◆ **GOAL OF THE EXERCISE**: Transcribe only the part of the listing below that begins at the line containing "Check that every instance of the wooden fence in" and runs to its final line, keeping both ends.

....

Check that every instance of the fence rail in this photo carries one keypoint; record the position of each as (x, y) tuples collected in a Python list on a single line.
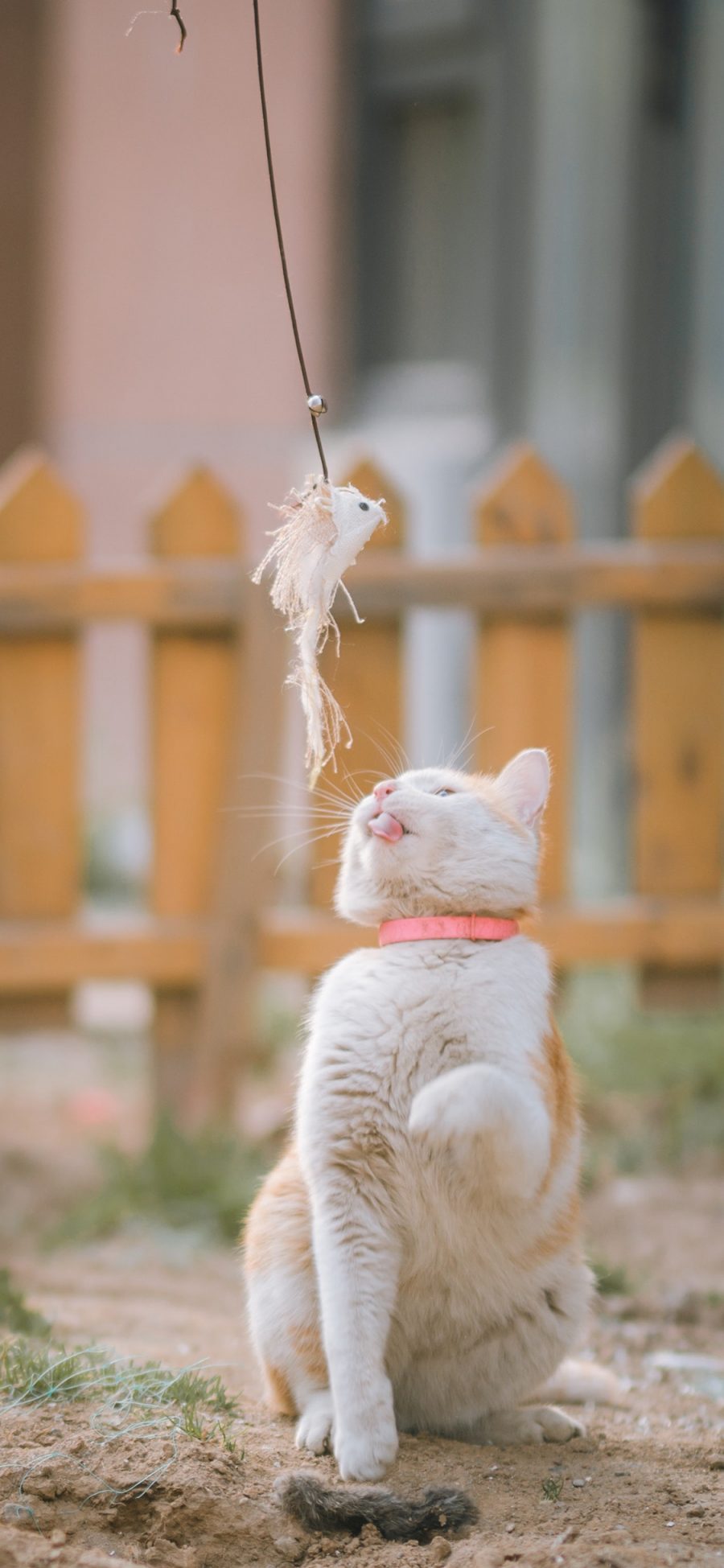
[(215, 676)]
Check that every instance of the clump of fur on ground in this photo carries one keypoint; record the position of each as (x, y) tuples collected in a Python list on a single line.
[(317, 1507)]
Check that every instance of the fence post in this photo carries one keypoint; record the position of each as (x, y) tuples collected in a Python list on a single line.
[(524, 667), (41, 522), (191, 684), (679, 712), (367, 681)]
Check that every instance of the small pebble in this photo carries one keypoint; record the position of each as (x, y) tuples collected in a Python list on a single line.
[(16, 1513), (290, 1548)]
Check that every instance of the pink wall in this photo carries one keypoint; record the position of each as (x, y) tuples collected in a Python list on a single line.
[(165, 331)]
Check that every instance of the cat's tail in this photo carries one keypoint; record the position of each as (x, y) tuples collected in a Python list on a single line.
[(320, 1507), (582, 1383)]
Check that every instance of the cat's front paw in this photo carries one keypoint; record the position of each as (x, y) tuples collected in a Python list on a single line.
[(433, 1117), (365, 1447)]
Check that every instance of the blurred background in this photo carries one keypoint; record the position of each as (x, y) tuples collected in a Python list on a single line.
[(504, 218)]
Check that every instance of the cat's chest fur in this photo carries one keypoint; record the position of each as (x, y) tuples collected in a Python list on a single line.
[(386, 1023)]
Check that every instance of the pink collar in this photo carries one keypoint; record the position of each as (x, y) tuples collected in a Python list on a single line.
[(461, 927)]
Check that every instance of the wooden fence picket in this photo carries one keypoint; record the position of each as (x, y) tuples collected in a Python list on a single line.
[(41, 522), (191, 712), (367, 681), (679, 707), (524, 669)]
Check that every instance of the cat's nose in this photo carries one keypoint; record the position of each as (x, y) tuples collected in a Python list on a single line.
[(386, 788)]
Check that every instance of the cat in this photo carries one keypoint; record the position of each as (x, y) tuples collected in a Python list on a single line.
[(414, 1262)]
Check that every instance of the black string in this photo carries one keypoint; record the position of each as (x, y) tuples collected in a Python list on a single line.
[(282, 256)]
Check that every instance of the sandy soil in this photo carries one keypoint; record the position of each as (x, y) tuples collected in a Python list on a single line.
[(644, 1488)]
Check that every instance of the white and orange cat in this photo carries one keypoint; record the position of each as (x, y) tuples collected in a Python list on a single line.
[(414, 1262)]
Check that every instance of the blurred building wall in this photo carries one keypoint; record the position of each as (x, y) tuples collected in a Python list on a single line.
[(165, 338), (502, 216)]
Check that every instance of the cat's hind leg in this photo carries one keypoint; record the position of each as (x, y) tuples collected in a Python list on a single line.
[(529, 1424), (282, 1305)]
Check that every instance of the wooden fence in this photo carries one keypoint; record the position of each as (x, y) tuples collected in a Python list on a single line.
[(216, 657)]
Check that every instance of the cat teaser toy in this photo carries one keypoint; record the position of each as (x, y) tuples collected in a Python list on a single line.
[(323, 529), (325, 525)]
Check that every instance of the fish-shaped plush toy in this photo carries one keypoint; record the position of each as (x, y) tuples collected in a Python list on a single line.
[(325, 525)]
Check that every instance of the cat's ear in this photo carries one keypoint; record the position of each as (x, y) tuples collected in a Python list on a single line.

....

◆ **FULL OUTPUT**:
Check that every instance of the wooden fence in this photo carries one keypoint; record the position of each as (x, y) tuples collected in a Python list on a single line.
[(216, 657)]
Check that every instance of the cat teaser toy in this photo carries one keypoint; record the position of each as (x, y) tuples collected in a Python list on a single line.
[(323, 529), (325, 525)]
Check that every instance of the fish-shaped plush toy in this photo carries one keypoint; record the position of each as (x, y) tuples collected in a Python list on a single line.
[(325, 525)]
Check that every instance of the cat's ear in this photo carries one keypoint; record the position of each as (x, y) tuples collected in a Python list on a single line.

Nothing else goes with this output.